Il est un peu tôt pour dresser un bilan de cette bizarrerie électorale. Je reste très dubitative sur le principe du binôme, au-delà du fait qu’il soit paritaire. Toutefois, les échos des administrations qui travaillent avec ces nouvelles assemblées - présidées en grande majorité par des hommes- sont que les modes de travail évoluent significativement. L’implication, l’exigence et la grande détermination de ces élues semblent être quelques lignes de force. Mais il faudra confirmer cela dans le temps…

Pensez-vous que l'exercice des responsabilités politiques par les femmes puisse être source d'une plus grande éthique au pouvoir ? Qu'une plus grande place accordée aux femmes permette de revenir à davantage de morale républicaine en politique?

Voilà bien une question assez machiste finalement ! De façon provocatrice, je vous répondrais bien volontiers que les femmes revendiquent aussi leur droit à l’immoralité ! Plus sérieusement, je crois que les femmes sont plus "neuves" en politique. Elles souhaitent réussir leur mission et être utiles de façon pragmatique, proche du terrain. Peut-être sont-elles moins enclines à la course au pouvoir et donc moins vulnérables aux tentations qui peuvent se présenter. Mais, plus que l’apport de la parité pour les femmes, je pense que c’est l’arrivée d’une nouvelle génération en politique qui coupera avec des pratiques que plus personne ne peut accepter.

◆ **Entrées répertoriées**:
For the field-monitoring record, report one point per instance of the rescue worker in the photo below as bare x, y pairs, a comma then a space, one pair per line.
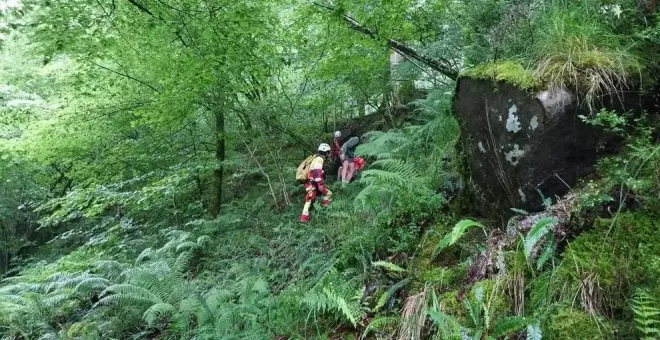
336, 152
315, 182
347, 157
336, 146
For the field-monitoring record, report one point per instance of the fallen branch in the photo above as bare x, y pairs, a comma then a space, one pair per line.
441, 65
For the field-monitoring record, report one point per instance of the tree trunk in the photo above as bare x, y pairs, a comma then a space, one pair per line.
220, 158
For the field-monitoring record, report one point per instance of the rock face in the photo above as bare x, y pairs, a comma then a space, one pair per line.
516, 143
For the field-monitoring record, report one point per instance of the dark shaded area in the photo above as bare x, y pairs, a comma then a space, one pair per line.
516, 144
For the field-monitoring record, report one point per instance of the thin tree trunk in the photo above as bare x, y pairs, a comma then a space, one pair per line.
220, 158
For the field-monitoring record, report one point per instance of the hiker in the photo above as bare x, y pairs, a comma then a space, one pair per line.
335, 152
314, 184
347, 157
336, 146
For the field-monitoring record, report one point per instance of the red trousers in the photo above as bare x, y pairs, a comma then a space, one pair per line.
312, 190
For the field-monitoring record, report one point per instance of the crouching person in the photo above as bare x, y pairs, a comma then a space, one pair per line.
315, 185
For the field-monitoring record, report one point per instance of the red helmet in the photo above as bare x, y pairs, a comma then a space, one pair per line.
360, 163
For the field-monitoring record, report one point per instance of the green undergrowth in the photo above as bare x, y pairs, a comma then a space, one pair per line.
388, 258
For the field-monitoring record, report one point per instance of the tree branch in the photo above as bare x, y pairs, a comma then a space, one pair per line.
441, 65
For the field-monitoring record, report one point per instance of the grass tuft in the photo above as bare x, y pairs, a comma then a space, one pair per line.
580, 52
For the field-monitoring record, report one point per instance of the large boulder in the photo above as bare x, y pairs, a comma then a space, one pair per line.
518, 143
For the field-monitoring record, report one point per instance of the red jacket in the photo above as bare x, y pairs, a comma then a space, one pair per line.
336, 148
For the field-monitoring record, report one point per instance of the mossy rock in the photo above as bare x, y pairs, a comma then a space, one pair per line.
510, 71
570, 323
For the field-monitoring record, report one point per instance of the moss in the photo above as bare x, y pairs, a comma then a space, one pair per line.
506, 70
613, 258
570, 323
452, 306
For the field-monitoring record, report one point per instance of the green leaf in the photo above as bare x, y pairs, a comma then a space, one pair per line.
389, 293
508, 325
459, 229
538, 231
389, 266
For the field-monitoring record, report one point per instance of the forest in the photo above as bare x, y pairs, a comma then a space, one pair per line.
149, 153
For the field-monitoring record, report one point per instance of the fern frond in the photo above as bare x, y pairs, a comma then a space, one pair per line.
508, 325
146, 254
448, 326
389, 293
647, 314
456, 233
90, 284
187, 245
341, 305
540, 229
183, 261
534, 332
389, 266
157, 311
379, 323
128, 295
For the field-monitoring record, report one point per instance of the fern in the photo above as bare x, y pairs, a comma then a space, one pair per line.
508, 325
457, 232
156, 312
540, 229
448, 326
389, 293
379, 323
128, 296
534, 332
335, 293
647, 314
389, 266
340, 302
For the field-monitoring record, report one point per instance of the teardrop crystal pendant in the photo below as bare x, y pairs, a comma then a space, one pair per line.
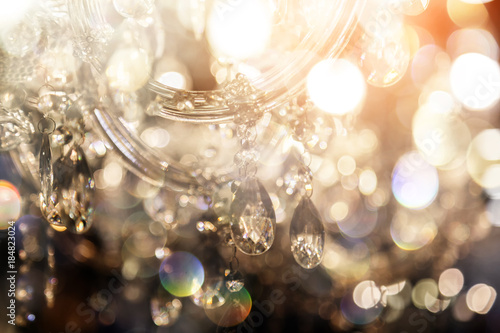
307, 234
46, 182
15, 128
70, 202
253, 221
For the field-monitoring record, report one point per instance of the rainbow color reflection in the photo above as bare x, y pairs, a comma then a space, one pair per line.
415, 183
181, 274
10, 203
234, 311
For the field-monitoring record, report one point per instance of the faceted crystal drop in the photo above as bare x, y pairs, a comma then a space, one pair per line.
46, 175
234, 281
70, 202
307, 234
15, 128
165, 310
253, 221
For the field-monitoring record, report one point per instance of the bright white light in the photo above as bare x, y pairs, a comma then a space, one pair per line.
13, 11
128, 69
415, 183
475, 81
336, 86
366, 294
173, 79
480, 298
239, 29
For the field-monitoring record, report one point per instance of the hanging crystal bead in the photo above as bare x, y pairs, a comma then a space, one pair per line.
307, 234
253, 220
234, 280
46, 179
15, 128
165, 310
70, 202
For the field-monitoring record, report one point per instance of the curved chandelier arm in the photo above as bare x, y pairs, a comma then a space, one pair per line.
139, 158
276, 84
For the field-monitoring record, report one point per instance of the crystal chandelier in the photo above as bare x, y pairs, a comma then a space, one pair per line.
203, 163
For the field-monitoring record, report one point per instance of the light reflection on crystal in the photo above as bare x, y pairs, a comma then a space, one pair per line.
234, 281
70, 200
181, 274
165, 310
307, 235
253, 220
415, 183
16, 128
10, 204
234, 311
480, 298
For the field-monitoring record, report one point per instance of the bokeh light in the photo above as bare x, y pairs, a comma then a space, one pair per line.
425, 293
336, 86
366, 294
483, 159
474, 81
128, 69
412, 231
415, 183
239, 29
181, 274
357, 315
465, 14
234, 311
440, 136
10, 204
451, 282
472, 41
480, 298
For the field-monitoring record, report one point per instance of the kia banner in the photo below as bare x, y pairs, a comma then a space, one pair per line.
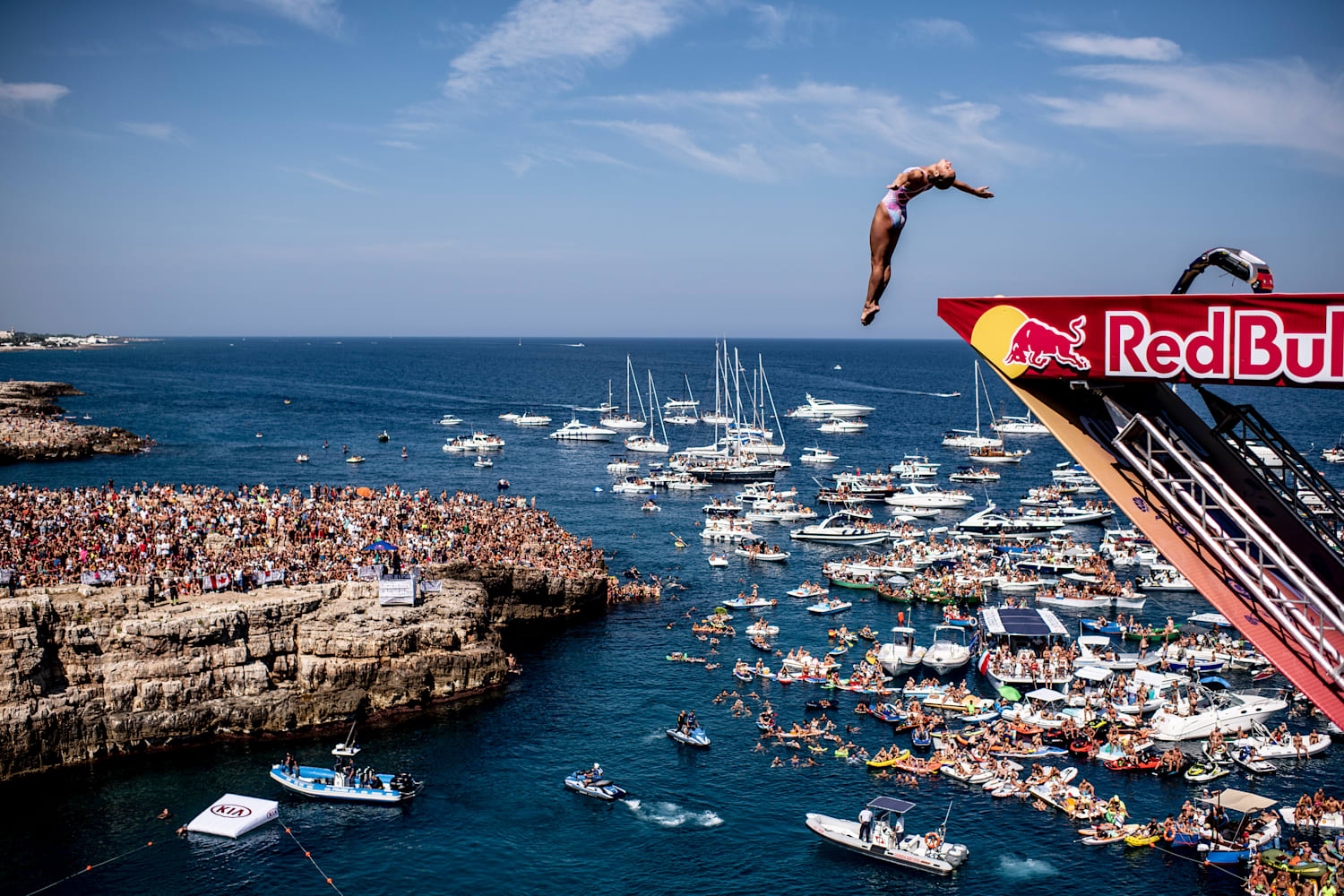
1252, 340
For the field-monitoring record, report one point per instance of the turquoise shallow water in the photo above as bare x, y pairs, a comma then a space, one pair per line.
495, 817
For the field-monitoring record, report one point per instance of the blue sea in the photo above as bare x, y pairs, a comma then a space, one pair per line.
495, 817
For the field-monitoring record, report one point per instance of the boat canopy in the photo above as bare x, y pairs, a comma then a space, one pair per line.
892, 804
1023, 622
1239, 801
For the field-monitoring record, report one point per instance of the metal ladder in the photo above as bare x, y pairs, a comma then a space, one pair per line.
1211, 511
1242, 424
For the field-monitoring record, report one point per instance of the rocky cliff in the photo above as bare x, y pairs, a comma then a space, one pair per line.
86, 673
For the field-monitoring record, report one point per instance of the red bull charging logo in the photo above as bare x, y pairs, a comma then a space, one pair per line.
1037, 343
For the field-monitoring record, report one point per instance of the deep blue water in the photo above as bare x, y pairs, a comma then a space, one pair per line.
495, 817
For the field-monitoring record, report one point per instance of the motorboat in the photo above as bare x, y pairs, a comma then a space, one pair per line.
972, 474
577, 432
988, 524
948, 650
817, 455
887, 841
914, 466
839, 528
1097, 650
997, 454
843, 425
591, 782
902, 653
820, 409
1021, 629
346, 783
1199, 711
919, 495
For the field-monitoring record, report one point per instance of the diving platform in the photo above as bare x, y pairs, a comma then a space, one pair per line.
1230, 504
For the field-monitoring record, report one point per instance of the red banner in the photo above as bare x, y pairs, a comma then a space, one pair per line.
1249, 340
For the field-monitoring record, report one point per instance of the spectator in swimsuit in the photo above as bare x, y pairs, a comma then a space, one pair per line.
890, 218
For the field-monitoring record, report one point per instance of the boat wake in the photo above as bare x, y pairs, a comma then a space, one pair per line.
1016, 868
672, 815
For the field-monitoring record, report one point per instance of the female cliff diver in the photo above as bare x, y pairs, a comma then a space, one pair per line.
890, 220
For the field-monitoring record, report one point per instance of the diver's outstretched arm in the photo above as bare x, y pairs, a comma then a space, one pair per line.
983, 193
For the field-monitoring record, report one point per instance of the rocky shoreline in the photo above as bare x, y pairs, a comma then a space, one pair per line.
89, 673
34, 430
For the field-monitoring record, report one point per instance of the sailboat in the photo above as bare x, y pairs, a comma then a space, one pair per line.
762, 444
1008, 425
625, 422
968, 438
647, 444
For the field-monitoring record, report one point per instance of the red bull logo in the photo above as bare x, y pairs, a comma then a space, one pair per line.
1037, 343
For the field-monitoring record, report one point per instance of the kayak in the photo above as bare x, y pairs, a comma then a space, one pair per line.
1107, 834
599, 788
1142, 841
1277, 860
696, 737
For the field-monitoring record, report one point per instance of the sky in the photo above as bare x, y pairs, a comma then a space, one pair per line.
645, 167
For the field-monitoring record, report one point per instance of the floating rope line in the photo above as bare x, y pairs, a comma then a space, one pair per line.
89, 868
309, 857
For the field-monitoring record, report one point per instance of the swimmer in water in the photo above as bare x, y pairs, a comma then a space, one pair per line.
890, 218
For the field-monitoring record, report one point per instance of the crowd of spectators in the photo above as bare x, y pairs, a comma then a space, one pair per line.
172, 536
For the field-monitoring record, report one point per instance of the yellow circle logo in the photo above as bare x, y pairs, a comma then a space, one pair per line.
992, 338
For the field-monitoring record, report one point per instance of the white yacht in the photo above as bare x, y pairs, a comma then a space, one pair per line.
817, 454
1199, 711
1008, 425
948, 650
916, 466
843, 425
577, 432
921, 495
902, 653
887, 840
839, 528
820, 409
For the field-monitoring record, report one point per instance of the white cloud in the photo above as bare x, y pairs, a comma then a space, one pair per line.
558, 38
814, 125
215, 35
1257, 104
943, 30
771, 22
742, 161
332, 182
156, 131
1105, 45
323, 16
15, 99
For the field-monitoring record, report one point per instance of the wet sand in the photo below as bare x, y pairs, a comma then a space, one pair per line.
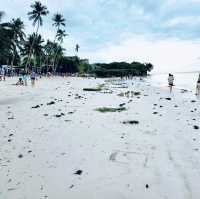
54, 144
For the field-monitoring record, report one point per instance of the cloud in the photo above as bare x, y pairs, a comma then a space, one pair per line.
107, 30
166, 54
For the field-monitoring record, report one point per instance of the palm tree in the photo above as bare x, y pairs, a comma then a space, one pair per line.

◆ **Travail à faire**:
1) Dans l'extrait, par qui les nouvelles assemblées sont-elles présidées en grande majorité ?
2) Transforme en liste JSON de chaînes, une par ligne et sans les lignes vides, le passage des enregistrements allant de la ligne qui contient « of the swimmer » jusqu'à la fin des enregistrements. Laisse les images hors de la réponse.
L'extrait et les enregistrements sont deux documents indépendants l'un de l'autre.

◆ **Solutions des problèmes**:
1) Par des hommes.

2)
[
  "For the field-monitoring record, report one point per instance of the swimmer in water in the photo above as bare x, y pairs, a comma then a space, one pair per line.",
  "890, 218",
  "For the field-monitoring record, report one point per instance of the crowd of spectators in the photo above as bare x, y pairs, a comma then a space, one pair per line.",
  "172, 536",
  "For the field-monitoring record, report one point per instance of the yellow circle logo in the photo above as bare x, y pairs, a comma then a space, one pair per line.",
  "992, 338",
  "For the field-monitoring record, report one point per instance of the white yacht in the photo above as bare x, y pairs, a comma then a space, one pair per line.",
  "817, 454",
  "1199, 711",
  "1008, 425",
  "948, 650",
  "916, 466",
  "843, 425",
  "577, 432",
  "921, 495",
  "902, 653",
  "887, 840",
  "839, 528",
  "820, 409",
  "For the field-monitoring record, report one point per instance of the white cloud in the photo above as bare x, y pairs, a comma then a space, one pair per line.",
  "558, 38",
  "814, 125",
  "215, 35",
  "1257, 104",
  "943, 30",
  "771, 22",
  "742, 161",
  "332, 182",
  "156, 131",
  "1105, 45",
  "323, 16",
  "15, 99",
  "For the field-monitoring record, report one point per instance of the wet sand in the photo below as bare x, y pairs, a comma then a space, one pair per line.",
  "54, 144",
  "For the field-monitoring record, report one point per instance of the cloud in the photo above as bare x, y pairs, a comma then a space, one pair per line.",
  "107, 30",
  "166, 54",
  "For the field-monitoring record, report one point per instance of the palm tree in the photo above as bare x, y pairs, a comma then a space, one pair per line."
]